(Records drawn from a dataset)
*** Block opens ***
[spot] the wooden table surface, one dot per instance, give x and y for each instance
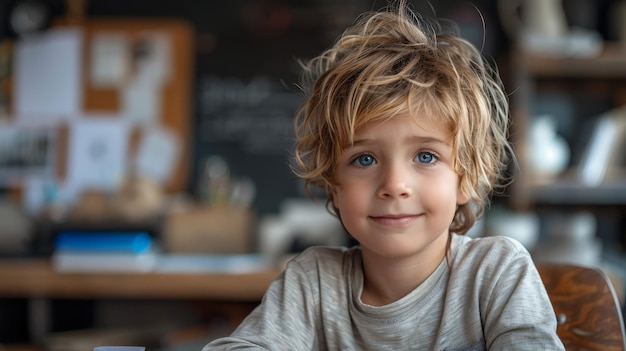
(38, 278)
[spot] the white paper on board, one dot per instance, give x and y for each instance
(47, 79)
(98, 152)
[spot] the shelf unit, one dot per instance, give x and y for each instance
(533, 75)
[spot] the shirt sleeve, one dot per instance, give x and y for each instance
(285, 319)
(519, 314)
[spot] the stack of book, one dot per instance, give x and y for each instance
(96, 251)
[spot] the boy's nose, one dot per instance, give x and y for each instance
(395, 183)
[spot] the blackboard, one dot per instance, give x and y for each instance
(246, 68)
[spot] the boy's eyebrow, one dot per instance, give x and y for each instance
(417, 138)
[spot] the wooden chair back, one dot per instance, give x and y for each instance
(588, 311)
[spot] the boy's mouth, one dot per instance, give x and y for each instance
(391, 219)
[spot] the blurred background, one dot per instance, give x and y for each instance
(145, 189)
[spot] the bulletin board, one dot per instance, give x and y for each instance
(174, 99)
(176, 95)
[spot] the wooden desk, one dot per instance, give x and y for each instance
(37, 278)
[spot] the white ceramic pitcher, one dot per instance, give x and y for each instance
(545, 18)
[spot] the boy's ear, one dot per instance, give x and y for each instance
(461, 198)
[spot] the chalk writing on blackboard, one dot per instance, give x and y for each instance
(257, 113)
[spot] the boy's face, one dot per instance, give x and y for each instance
(398, 191)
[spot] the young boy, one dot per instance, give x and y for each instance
(406, 130)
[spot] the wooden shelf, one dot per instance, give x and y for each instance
(37, 278)
(609, 64)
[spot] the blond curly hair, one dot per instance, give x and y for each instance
(391, 62)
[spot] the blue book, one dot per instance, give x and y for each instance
(131, 242)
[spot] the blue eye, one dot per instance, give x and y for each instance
(425, 157)
(364, 160)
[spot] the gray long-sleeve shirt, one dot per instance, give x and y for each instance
(488, 296)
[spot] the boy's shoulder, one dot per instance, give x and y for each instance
(328, 257)
(489, 247)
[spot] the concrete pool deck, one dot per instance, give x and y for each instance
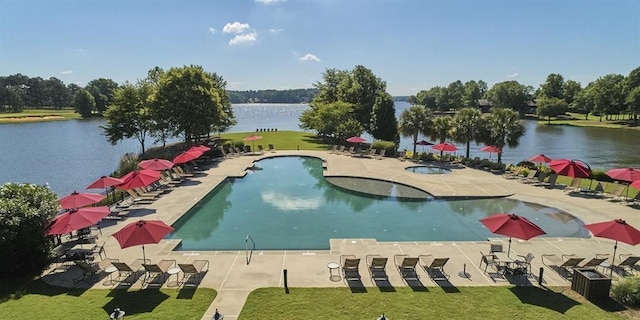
(234, 278)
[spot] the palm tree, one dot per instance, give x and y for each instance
(412, 122)
(502, 128)
(465, 126)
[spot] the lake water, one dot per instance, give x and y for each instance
(68, 155)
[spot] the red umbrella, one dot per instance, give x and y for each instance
(540, 158)
(356, 139)
(617, 230)
(512, 225)
(156, 164)
(187, 156)
(445, 147)
(77, 200)
(571, 168)
(139, 179)
(142, 232)
(77, 219)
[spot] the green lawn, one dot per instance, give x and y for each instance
(41, 301)
(433, 303)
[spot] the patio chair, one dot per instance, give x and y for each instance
(195, 269)
(350, 267)
(160, 269)
(406, 266)
(377, 266)
(434, 266)
(566, 262)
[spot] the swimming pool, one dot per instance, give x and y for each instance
(288, 205)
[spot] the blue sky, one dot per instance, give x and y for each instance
(268, 44)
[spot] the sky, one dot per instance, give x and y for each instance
(412, 45)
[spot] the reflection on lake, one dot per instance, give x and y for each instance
(68, 155)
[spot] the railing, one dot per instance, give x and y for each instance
(248, 253)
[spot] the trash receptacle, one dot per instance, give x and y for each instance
(590, 283)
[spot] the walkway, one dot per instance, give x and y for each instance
(234, 279)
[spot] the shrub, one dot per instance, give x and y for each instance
(627, 291)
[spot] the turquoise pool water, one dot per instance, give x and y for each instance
(286, 204)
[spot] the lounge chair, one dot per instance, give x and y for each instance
(350, 267)
(434, 266)
(406, 266)
(152, 271)
(197, 269)
(566, 262)
(377, 266)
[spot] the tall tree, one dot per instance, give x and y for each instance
(129, 114)
(188, 99)
(501, 128)
(84, 103)
(413, 121)
(465, 126)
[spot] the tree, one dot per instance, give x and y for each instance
(129, 115)
(465, 126)
(509, 94)
(84, 103)
(553, 87)
(550, 107)
(188, 99)
(501, 128)
(414, 121)
(383, 124)
(25, 213)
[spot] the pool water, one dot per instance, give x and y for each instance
(288, 205)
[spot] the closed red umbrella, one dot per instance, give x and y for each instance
(156, 164)
(444, 147)
(512, 225)
(356, 139)
(139, 179)
(77, 200)
(571, 168)
(540, 158)
(77, 219)
(187, 156)
(617, 230)
(142, 232)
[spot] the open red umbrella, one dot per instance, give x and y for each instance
(356, 139)
(617, 230)
(142, 232)
(156, 164)
(540, 158)
(77, 200)
(77, 219)
(139, 179)
(445, 147)
(187, 156)
(512, 225)
(571, 168)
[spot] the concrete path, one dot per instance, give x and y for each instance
(234, 279)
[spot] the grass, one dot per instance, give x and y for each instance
(38, 115)
(41, 301)
(433, 303)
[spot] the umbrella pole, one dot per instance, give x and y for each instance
(613, 260)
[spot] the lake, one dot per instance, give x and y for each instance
(68, 155)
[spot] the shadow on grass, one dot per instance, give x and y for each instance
(134, 302)
(545, 298)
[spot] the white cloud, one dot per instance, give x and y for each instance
(248, 38)
(235, 27)
(269, 1)
(309, 57)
*** Block closes ***
Task to complete - Write the records out again in full, exactly, and skip every picture.

Your solution -
[spot] the wooden table surface, one dot per instance, give x and y for each instance
(38, 278)
[spot] the white paper on board, one dot per instance, give x and y for each instance
(47, 79)
(98, 152)
[spot] the shelf unit, one dot per instance, give x and y for each instance
(533, 75)
[spot] the shirt sleeve, one dot per instance, give x and y for each instance
(285, 319)
(519, 314)
[spot] the stack of book, one dot per instance, give x and y for each instance
(96, 251)
[spot] the boy's nose, one dot per instance, give x and y for each instance
(395, 183)
[spot] the blackboard, one dot per instance, give x and y for each instance
(246, 68)
[spot] the boy's eyebrow, one dot per instance, give x and y for each instance
(417, 138)
[spot] the wooden chair back, one dot per instance, give x and y for each instance
(588, 311)
[spot] the boy's mouth, one dot per instance, give x and y for each instance
(391, 219)
[spot] the blurred background, one dot per instance, give x and y for each instance
(145, 189)
[spot] the bulletin board, one dot per instance, give x and y for each instance
(174, 99)
(176, 95)
[spot] the wooden desk, one dot per instance, give x and y for each instance
(37, 278)
[spot] the white ceramic pitcher, one dot per instance, give x and y for each instance
(545, 18)
[spot] the boy's ear, one dot per instance, give x and y for each instance
(461, 198)
[spot] the chalk writing on blackboard, one dot per instance, give x and y for each instance
(257, 113)
[spot] the boy's face, one dot per instance, give x and y for each instance
(398, 191)
[spot] the young boy, one dot per instance, give x and y for each instance
(406, 130)
[spot] the wooden shelf, one dot per instance, give x and y for each instance
(37, 278)
(609, 64)
[spot] the blond curly hair, one dot per instance, give x and y for each instance
(391, 62)
[spot] the blue book, one dot per instance, give x and y for each instance
(131, 242)
[spot] the blue eye, one dot per instance, give x and y for each instance
(425, 157)
(364, 160)
[spot] the gray long-sleeve shirt, one dot per instance, give x and y for each instance
(488, 296)
[spot] the boy's shoulder, one dot per instance, give x and y for each instance
(328, 257)
(489, 247)
[spot] the concrete pool deck, one dot per instance, give x and y for each instance
(234, 278)
[spot] the palm tree, one dot per instance, give x and y for each instance
(412, 122)
(502, 128)
(465, 126)
[spot] the lake water, one dot per instance, give x and y for each instance
(68, 155)
[spot] the red umbrella, one dot per instance, give x and y for each instance
(540, 158)
(356, 139)
(617, 230)
(512, 225)
(156, 164)
(187, 156)
(445, 147)
(77, 200)
(571, 168)
(139, 179)
(142, 232)
(77, 219)
[spot] the green lawn, one dot per instance, give x and y for each instance
(41, 301)
(433, 303)
[spot] the patio chair, one dot per instance, give x and y for each instance
(195, 269)
(350, 267)
(160, 269)
(406, 266)
(377, 266)
(434, 266)
(566, 262)
[spot] the swimming pool, one dot per instance, give x and y for each instance
(288, 205)
[spot] the blue sky, one dot per instance, give x and y for each instance
(268, 44)
[spot] the sky, one dot per instance, give x and y for each instance
(412, 45)
[spot] the reflection on lake, one dot per instance, give x and y for each instance
(68, 155)
[spot] the railing, one dot per instance, give x and y for each instance
(248, 253)
[spot] the trash receptacle, one dot per instance, give x and y for each instance
(590, 283)
[spot] the walkway, one dot per instance, give x and y for each instance
(234, 279)
[spot] the shrub, one dot per instance, give x and y for each instance
(627, 291)
[spot] the turquoise pool water, one dot per instance, give x and y for each instance
(286, 204)
[spot] the lounge chair, one dot per instance, give x and y for each instance
(350, 267)
(434, 266)
(406, 266)
(152, 271)
(197, 269)
(566, 262)
(377, 266)
[spot] the tall tree, one dot per instance, give x and y for each instance
(129, 114)
(188, 99)
(501, 128)
(84, 103)
(413, 121)
(465, 126)
[spot] the tree, one dot per instance, give x and y for each instance
(129, 115)
(465, 126)
(509, 94)
(84, 103)
(553, 87)
(550, 107)
(188, 99)
(501, 128)
(414, 121)
(383, 124)
(25, 213)
[spot] the pool water, one dot per instance, give x and y for each instance
(288, 205)
[spot] the closed red umbrella, one dot per instance, give x and y for each instance
(156, 164)
(444, 147)
(512, 225)
(356, 139)
(139, 179)
(77, 200)
(571, 168)
(540, 158)
(77, 219)
(187, 156)
(617, 230)
(142, 232)
[spot] the open red umbrella, one dot per instance, give x and y for each instance
(356, 139)
(617, 230)
(142, 232)
(156, 164)
(540, 158)
(77, 200)
(77, 219)
(139, 179)
(445, 147)
(187, 156)
(512, 225)
(571, 168)
[spot] the concrete path, one dot per instance, give x and y for each instance
(234, 279)
[spot] the grass, one dot per instance, give x and y for each instance
(38, 115)
(41, 301)
(433, 303)
[spot] the umbrella pole, one dot per instance, give x and y for each instance
(613, 260)
[spot] the lake, one dot per instance, give x and y for each instance
(68, 155)
[spot] the shadow on grass, one dot per instance, give x and y for each instance
(134, 302)
(545, 298)
[spot] the white cloud, one dot per instance, give x and y for each instance
(248, 38)
(235, 27)
(269, 1)
(309, 57)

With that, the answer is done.